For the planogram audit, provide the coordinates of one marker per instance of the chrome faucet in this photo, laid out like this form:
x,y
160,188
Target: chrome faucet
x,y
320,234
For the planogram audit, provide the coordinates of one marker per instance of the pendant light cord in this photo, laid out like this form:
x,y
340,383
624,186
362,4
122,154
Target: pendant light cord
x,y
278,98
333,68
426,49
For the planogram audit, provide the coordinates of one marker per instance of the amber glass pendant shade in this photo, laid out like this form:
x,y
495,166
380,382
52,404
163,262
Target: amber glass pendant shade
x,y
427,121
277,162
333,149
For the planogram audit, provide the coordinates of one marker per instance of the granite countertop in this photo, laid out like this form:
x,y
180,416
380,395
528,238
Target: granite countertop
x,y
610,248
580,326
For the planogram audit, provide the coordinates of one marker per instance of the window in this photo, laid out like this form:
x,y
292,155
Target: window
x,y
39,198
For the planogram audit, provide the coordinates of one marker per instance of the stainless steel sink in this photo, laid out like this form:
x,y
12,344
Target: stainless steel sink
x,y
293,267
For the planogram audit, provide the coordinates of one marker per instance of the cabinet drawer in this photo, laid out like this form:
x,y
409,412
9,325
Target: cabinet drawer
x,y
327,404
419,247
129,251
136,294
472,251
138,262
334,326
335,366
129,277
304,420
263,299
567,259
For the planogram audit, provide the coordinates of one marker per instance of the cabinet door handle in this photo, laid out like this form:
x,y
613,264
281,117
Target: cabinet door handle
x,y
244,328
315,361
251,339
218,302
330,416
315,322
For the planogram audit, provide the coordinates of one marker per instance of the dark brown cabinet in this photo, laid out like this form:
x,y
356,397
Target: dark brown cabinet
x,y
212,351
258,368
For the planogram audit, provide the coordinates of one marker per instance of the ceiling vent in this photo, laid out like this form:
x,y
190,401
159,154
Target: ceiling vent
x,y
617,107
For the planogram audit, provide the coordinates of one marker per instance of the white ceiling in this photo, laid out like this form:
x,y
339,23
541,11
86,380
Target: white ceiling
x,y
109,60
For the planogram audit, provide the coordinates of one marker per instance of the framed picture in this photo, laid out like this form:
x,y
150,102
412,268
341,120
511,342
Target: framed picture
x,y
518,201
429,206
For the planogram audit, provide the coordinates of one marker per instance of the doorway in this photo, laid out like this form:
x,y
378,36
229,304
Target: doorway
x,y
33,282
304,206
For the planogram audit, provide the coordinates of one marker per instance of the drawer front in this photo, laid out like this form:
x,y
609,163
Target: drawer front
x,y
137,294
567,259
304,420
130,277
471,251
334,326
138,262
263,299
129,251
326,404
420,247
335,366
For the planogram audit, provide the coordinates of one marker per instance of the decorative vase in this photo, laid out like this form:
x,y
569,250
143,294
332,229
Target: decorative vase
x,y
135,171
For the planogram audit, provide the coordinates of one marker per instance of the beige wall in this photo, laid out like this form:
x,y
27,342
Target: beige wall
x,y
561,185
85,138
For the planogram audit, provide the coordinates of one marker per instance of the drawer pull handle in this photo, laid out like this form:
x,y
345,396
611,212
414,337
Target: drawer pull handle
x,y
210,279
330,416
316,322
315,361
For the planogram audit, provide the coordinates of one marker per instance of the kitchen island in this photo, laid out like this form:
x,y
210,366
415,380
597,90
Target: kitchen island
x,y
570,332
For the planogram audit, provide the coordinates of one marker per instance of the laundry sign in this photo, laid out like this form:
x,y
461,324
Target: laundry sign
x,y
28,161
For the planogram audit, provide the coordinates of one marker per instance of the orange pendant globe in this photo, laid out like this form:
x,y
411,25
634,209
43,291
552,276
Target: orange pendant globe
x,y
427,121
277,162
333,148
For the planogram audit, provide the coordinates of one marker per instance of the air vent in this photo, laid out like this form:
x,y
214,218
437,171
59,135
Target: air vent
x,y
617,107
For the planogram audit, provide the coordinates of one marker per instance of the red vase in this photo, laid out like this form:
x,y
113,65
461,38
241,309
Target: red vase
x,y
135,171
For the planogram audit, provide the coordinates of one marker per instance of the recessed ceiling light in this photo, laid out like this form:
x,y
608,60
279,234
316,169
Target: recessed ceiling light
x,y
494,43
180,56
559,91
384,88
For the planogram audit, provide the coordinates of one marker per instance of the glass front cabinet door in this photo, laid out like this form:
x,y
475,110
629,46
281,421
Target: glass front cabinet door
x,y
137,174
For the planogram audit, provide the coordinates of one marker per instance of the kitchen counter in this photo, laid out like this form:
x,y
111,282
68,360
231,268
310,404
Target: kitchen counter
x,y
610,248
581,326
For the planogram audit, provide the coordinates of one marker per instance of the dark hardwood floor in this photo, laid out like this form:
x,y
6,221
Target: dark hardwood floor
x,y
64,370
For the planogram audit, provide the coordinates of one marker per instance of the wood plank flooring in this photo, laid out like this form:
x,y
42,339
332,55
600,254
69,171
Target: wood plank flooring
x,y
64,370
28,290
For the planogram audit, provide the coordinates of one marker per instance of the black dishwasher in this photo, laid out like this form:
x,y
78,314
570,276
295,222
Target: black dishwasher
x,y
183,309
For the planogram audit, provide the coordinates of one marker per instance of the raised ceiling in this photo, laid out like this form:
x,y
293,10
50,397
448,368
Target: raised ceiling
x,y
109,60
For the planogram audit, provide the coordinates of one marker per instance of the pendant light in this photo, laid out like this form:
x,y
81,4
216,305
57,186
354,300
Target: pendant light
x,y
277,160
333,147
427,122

■ **Task requirements**: Please print the full listing shown above, exactly as it appears.

■ **Solved exercise**:
For the planogram audit, provide the coordinates of one marker per instance of the chrome faucet in this photo, laid out like this form:
x,y
160,188
Target: chrome faucet
x,y
320,234
For the planogram audit, provide the coordinates of one marker per instance of the pendant light cord in this photo, laid out like this form:
x,y
340,383
624,186
362,4
122,154
Target: pendant light cord
x,y
278,98
333,68
426,49
For the planogram audit, provide the coordinates of one marker per instance of the amber glass pendant shade in this photo, laid out like this form:
x,y
495,166
380,382
52,404
163,262
Target: amber glass pendant shade
x,y
427,121
277,162
333,149
For the planogram audit, provide the coordinates of one marker per instance of the granite countertop in this photo, laid out like this form:
x,y
180,416
380,395
528,238
Target: granite countertop
x,y
610,248
580,326
For the planogram audit, provide the coordinates of one marker per instance of the window in this photo, laid out like this form:
x,y
292,155
Target: window
x,y
39,198
For the planogram audit, provide the coordinates of one marker per instance of the stainless steel sink in this photo, laid out like this form:
x,y
12,344
Target: stainless steel sink
x,y
293,267
For the planogram audit, provide the coordinates of one marker per instance of the cabinet drawer in this photo, laid out like this form:
x,y
409,412
9,325
Target: cabinet drawer
x,y
327,404
419,247
129,251
136,294
472,251
138,262
334,326
335,366
129,277
304,420
263,299
567,259
For the planogram audit, provide the coordinates of one marker per instance of the cabinet door handle in this photo, laid out like this form:
x,y
613,264
281,117
Target: cabinet door handle
x,y
244,328
315,361
251,339
218,302
330,416
315,322
For the planogram audit, provide the coordinates of one marker per instance of the dark brown cabinet in this photo, laid out like this form:
x,y
356,397
Target: dark brown cabinet
x,y
212,351
258,368
For the planogram audit, provide the coordinates of one marker per instance of the ceiling vent in this photo, laid out like this form:
x,y
190,401
159,154
Target: ceiling vent
x,y
617,107
For the planogram audit, provide the coordinates of one marker per instance of the white ceiling in this photo, laid out like this form:
x,y
339,23
541,11
86,380
Target: white ceiling
x,y
109,60
For the planogram audit, provide the coordinates of one marker per instance of the framed picture in this photo, laid out like this form:
x,y
150,102
412,268
341,120
511,342
Target: framed picture
x,y
518,201
429,206
For the planogram audit, provide the coordinates of one marker per instance of the doorway in this photo, laid out like this form:
x,y
378,36
229,304
Target: doorway
x,y
33,282
304,206
For the planogram audit, provide the coordinates of one marker per instance of the drawer front in this photo, laid out like this form:
x,y
609,163
Target: drawer front
x,y
137,294
567,259
304,420
130,277
471,251
334,326
138,262
263,299
129,251
326,404
420,247
335,366
For the planogram audit, provide the coordinates of one marker per instance of the decorative vase in this photo, laid out like this form:
x,y
569,250
143,294
332,229
Target: decorative vase
x,y
135,171
For the planogram audit, provide the coordinates of one marker per instance of the beige wall in this photo, laid out like this form:
x,y
27,342
Target: beige wall
x,y
561,185
85,138
For the planogram audit, provide the coordinates of one marker per instance of the drawer pull handle in this photo, laid out like this form:
x,y
345,396
611,212
414,337
Target: drawer pull handle
x,y
210,279
330,416
316,322
315,361
For the planogram audit, provide the coordinates of one marker per instance of the kitchen island in this photo, laid out like this form:
x,y
210,366
415,380
597,90
Target: kitchen island
x,y
570,332
For the planogram audit, provide the coordinates of one marker per instance of the laundry sign in this photo, laid out like this form:
x,y
461,324
Target: laundry sign
x,y
28,161
For the planogram audit, provide the coordinates of one marker per instance of the orange pendant globe in this photo, laid out like this form:
x,y
411,25
634,209
43,291
552,276
Target: orange pendant globe
x,y
427,121
277,162
333,148
For the planogram audit, provide the coordinates of one marker per instance of the air vent in this photo, laid out like this form:
x,y
214,218
437,171
59,135
Target: air vent
x,y
617,107
For the planogram audit, provide the coordinates of one marker per instance of the red vase in this photo, laid out like this form:
x,y
113,65
461,38
241,309
Target: red vase
x,y
135,171
For the planogram audit, provide the coordinates of one marker per instance of the recessed ceiling light in this photo, laid out like this form:
x,y
608,60
279,234
316,169
Target: recessed ceiling light
x,y
494,43
180,56
559,91
384,88
For the planogram audit, provide the coordinates of one marker per instance of the glass front cabinet door in this photo, laid out like this form:
x,y
475,110
629,46
281,421
Target: glass front cabinet door
x,y
137,174
For the planogram audit, provide the coordinates of one marker per instance of the kitchen counter in this photo, laid out like this form:
x,y
111,282
68,360
231,268
310,404
Target: kitchen counter
x,y
610,248
581,326
For the planogram audit, provide the coordinates of one marker per instance of the dark hardwood floor in this photo, laid out like this form:
x,y
6,221
Target: dark hardwood floor
x,y
64,370
For the planogram audit, provide the coordinates of one marker per instance of the wood plank flooring in this photo, laid out like this form:
x,y
42,339
332,55
600,254
69,171
Target: wood plank flooring
x,y
64,370
28,290
For the planogram audit, provide the coordinates of one marker per instance of the black dishwasher in this photo, laid out like this form:
x,y
78,314
570,276
295,222
Target: black dishwasher
x,y
183,309
For the planogram audit, provide the coordinates of one marker per instance of the raised ceiling in this photo, laid out like this form:
x,y
293,10
50,397
448,368
Target: raised ceiling
x,y
109,60
For the planogram audit, provide the coordinates of one marker per instance of the pendant light in this photo, laid out like this form:
x,y
81,4
216,305
57,186
354,300
Target: pendant light
x,y
277,160
333,147
427,122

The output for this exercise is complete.